▶ [SHORT EXERCISE A]: Translate this sentence from the Franco Lalli biography below into Spanish: "He recorded his first Astros goal on August 9 against the Brampton Lions."
▶ [SHORT EXERCISE B]: Extend the Franco Lalli biography below by writing on from its last sentence.

▶ [EXCERPT]:
>> start
Franco Lalli (born March 11, 1985) is a Canadian former soccer player who most recently played for North York Astros in the Canadian Soccer League.

Club career
Lalli began playing soccer at the youth level with the Woodbridge Strikers, Woodbridge Town Football Club, Brampton Lions, Ontario Provincial team and the University of Notre Dame before playing abroad in Italy, where he had stints with U.S.D. Lucera Calcio, Foggia Calcio, S.S. Cavese 1919, US Avellino and Foggia Calcio. In 2005, he signed with Lombard-Pápa TFC in the Hungarian National Championship II, before being released in 2006. On April 17, 2008 the North York Astros announced the signing of Lalli for the 2008 season. He recorded his first Astros goal on August 9 against the Brampton Lions. Throughout the season Lalli helped the Astros set an all time record for most points and wins in a season, and helped the team qualify for the playoffs. In the quarterfinal match of the playoffs Lalli scored the Astros only goal to bring the match to extra time, but unfortunately the Serbian White Eagles would score the winning goal to advance to the semifinals.
>> end
▶ [EXTRACTED RECORDS]:
>> start
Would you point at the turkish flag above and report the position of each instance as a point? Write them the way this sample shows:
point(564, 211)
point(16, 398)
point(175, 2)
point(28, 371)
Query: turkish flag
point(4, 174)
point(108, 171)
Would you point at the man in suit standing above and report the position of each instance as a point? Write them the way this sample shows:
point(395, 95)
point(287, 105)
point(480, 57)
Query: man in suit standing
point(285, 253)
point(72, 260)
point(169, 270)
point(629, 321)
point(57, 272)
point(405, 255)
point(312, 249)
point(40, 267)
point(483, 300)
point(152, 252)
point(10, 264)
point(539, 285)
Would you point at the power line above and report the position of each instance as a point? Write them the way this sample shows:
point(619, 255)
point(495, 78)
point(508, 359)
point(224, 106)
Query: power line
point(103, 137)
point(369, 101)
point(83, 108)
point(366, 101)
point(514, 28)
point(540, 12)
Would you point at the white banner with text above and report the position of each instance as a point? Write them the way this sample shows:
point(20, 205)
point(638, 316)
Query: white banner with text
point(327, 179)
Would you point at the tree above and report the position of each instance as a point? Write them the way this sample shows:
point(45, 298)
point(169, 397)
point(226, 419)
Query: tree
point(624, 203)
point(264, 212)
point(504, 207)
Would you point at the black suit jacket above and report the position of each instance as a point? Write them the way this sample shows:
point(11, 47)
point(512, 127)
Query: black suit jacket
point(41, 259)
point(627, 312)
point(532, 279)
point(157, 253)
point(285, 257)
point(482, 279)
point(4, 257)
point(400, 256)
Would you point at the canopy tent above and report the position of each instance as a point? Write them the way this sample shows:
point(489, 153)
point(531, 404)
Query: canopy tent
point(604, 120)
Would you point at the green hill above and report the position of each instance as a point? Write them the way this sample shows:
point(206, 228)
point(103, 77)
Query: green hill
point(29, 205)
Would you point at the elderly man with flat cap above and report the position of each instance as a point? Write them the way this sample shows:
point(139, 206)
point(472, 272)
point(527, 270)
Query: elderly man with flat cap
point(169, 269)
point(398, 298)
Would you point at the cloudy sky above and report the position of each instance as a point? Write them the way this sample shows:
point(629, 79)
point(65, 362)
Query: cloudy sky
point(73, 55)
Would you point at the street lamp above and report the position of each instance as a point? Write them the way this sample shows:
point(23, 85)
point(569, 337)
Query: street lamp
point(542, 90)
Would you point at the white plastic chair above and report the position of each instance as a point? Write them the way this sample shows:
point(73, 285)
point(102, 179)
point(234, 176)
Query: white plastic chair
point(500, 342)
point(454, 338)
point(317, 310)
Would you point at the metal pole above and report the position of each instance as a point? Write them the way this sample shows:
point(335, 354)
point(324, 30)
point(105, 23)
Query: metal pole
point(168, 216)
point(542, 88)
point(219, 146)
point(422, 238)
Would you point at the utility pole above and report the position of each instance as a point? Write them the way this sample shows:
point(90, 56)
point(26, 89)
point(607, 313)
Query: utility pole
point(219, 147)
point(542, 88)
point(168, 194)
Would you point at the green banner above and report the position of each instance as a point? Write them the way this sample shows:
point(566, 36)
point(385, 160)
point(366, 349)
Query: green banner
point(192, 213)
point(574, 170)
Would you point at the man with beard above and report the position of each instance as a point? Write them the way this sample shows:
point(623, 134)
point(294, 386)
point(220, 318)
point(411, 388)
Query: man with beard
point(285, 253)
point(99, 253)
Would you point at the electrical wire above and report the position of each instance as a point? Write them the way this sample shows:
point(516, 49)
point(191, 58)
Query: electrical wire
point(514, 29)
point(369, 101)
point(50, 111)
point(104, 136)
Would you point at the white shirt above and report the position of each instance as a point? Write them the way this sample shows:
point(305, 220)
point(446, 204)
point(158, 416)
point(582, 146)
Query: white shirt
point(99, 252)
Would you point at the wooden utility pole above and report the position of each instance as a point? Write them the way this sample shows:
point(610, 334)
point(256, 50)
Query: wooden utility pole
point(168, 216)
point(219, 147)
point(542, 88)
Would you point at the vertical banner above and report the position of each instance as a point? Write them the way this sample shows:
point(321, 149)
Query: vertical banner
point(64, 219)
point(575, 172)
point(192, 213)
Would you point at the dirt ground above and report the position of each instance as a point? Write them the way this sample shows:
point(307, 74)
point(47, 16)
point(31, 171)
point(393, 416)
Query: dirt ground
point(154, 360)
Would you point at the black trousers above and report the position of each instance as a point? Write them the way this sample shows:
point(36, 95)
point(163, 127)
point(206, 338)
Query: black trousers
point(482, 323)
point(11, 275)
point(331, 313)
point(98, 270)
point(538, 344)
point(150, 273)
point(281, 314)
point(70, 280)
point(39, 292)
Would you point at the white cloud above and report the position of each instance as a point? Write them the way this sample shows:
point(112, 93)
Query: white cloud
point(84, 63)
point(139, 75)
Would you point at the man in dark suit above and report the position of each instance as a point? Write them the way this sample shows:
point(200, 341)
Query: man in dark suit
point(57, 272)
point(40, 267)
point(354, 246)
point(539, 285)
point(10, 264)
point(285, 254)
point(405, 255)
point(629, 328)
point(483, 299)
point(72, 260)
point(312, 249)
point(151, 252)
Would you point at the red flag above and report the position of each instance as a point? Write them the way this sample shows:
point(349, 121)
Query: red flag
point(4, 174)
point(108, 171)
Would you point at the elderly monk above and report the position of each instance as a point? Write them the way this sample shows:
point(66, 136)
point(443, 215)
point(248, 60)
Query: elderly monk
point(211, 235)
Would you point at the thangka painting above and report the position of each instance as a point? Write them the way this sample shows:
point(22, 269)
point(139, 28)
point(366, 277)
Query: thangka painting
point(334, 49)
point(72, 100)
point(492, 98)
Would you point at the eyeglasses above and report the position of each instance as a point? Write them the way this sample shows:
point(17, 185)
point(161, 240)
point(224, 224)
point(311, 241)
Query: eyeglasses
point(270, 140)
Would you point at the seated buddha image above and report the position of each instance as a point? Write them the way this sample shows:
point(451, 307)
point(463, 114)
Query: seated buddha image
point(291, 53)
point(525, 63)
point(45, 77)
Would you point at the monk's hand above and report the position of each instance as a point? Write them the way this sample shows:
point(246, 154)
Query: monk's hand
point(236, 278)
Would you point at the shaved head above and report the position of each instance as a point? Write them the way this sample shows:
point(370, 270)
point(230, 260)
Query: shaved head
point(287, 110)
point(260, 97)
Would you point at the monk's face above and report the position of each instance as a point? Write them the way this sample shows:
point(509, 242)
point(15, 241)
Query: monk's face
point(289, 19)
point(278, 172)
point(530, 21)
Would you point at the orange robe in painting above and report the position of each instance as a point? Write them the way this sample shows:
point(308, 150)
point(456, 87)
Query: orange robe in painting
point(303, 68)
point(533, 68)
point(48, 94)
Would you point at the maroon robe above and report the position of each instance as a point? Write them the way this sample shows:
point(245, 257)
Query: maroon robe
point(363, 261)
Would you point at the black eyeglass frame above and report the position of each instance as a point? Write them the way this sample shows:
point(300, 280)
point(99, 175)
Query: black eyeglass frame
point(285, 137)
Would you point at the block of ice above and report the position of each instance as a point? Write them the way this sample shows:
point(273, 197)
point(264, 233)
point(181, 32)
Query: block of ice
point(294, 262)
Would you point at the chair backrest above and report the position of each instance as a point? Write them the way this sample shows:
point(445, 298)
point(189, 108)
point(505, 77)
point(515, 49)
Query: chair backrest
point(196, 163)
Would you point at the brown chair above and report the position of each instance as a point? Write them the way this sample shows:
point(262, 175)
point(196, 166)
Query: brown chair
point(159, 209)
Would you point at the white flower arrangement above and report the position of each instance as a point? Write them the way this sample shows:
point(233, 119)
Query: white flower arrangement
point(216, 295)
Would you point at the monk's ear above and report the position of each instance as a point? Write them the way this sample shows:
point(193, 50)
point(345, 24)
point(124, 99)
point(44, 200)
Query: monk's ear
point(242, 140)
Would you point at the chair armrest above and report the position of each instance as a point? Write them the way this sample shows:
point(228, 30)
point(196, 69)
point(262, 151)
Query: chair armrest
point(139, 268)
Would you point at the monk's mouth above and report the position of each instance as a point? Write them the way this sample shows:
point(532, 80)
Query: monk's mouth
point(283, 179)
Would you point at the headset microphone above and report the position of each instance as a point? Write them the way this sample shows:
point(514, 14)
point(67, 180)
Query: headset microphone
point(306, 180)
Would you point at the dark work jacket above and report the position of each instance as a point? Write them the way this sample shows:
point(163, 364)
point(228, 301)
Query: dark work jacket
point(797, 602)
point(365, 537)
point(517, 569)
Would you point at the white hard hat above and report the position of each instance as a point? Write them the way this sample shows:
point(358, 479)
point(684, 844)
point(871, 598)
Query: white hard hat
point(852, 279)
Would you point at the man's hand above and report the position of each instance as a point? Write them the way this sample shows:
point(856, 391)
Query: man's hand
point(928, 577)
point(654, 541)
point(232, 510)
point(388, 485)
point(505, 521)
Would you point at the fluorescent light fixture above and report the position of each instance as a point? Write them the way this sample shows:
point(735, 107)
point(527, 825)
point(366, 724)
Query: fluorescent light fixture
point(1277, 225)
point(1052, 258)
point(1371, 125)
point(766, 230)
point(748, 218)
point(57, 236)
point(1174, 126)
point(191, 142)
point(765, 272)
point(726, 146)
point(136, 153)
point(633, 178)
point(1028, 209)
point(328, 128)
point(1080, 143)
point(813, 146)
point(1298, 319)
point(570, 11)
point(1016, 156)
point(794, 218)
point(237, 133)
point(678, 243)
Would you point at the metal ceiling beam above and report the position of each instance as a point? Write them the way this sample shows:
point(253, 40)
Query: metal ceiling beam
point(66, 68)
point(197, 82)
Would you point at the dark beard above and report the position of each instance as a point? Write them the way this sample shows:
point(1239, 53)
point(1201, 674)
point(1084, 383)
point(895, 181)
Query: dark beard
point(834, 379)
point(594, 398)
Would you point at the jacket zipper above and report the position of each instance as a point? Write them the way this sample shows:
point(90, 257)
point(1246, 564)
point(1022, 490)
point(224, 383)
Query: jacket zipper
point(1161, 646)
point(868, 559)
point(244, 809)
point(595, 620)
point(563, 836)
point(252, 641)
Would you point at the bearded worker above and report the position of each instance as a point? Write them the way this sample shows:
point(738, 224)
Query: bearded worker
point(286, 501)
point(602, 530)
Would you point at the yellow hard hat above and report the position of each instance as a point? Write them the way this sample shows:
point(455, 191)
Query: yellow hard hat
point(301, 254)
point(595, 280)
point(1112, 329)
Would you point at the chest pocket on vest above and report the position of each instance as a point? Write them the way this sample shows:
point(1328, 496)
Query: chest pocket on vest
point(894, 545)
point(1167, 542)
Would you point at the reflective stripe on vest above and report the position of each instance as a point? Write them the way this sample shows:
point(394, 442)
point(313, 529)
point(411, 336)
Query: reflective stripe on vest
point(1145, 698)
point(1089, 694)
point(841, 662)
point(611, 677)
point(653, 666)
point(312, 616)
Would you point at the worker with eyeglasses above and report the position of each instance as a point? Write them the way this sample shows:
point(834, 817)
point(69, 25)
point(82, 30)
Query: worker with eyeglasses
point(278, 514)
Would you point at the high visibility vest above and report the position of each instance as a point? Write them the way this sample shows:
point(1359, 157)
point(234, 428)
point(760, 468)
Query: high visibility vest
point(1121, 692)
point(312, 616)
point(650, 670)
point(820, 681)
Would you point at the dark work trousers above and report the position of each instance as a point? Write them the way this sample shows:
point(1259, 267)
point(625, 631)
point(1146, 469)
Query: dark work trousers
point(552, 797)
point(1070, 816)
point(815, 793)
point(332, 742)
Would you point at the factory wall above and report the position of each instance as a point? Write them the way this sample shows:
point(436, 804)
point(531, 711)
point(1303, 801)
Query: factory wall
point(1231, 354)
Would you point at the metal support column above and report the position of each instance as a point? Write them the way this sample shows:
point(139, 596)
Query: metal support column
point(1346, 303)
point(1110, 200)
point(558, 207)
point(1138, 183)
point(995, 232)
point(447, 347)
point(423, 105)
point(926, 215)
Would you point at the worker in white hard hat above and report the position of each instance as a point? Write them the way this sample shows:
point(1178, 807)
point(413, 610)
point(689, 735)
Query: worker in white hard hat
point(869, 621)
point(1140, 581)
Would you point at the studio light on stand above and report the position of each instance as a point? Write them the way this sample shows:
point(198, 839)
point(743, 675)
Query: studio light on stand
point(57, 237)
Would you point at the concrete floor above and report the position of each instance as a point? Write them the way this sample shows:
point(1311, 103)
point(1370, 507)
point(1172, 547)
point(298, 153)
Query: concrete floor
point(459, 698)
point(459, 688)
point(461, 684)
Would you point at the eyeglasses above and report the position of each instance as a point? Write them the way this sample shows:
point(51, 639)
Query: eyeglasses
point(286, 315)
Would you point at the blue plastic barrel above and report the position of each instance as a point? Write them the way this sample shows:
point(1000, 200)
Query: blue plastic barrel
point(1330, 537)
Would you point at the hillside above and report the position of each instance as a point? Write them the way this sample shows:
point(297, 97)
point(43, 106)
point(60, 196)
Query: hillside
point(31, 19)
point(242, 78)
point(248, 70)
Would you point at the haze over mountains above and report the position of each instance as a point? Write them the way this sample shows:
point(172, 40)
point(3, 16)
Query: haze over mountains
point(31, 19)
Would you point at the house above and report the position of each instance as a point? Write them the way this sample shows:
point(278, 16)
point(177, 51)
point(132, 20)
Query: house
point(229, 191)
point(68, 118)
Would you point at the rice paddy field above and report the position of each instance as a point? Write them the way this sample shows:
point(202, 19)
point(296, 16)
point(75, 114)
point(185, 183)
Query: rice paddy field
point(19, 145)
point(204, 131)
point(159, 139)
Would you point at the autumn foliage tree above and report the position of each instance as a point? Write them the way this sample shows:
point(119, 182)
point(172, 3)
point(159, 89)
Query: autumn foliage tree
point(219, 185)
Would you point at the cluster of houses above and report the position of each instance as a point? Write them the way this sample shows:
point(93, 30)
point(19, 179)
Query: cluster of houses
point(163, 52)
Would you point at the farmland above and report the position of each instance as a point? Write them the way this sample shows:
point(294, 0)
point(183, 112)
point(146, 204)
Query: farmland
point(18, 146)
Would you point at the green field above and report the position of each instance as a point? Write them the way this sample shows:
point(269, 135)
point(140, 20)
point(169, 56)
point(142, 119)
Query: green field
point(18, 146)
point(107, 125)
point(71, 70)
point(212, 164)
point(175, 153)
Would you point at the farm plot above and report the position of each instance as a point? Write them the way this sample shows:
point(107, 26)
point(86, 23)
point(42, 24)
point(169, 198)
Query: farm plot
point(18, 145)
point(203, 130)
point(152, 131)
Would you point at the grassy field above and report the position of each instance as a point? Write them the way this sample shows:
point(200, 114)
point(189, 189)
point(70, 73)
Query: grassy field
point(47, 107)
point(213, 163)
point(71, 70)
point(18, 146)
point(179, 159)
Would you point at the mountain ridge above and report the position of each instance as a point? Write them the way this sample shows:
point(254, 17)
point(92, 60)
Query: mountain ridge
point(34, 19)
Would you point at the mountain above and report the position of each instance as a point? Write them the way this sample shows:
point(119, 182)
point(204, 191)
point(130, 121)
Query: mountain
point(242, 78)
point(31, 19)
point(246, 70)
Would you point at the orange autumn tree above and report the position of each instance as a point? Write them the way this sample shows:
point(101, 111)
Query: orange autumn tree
>> end
▶ [ANSWER A]: Marcó su primer gol con los Astros el 9 de agosto contra los Brampton Lions.

▶ [ANSWER B]:
International career
Lalli appeared for Canada in the 2005 FIFA World Youth Championship, although he did not play in the tournament. In total he recorded four appearances with the Canadian national U-20 team.

Style of play
A versatile player, Lalli is known for being an all-rounder, and can play as a forward or as an offensive midfielder on both the left or as right flanks.

Personal life 
Lalli lives in Toronto and is fan of Roberto Baggio.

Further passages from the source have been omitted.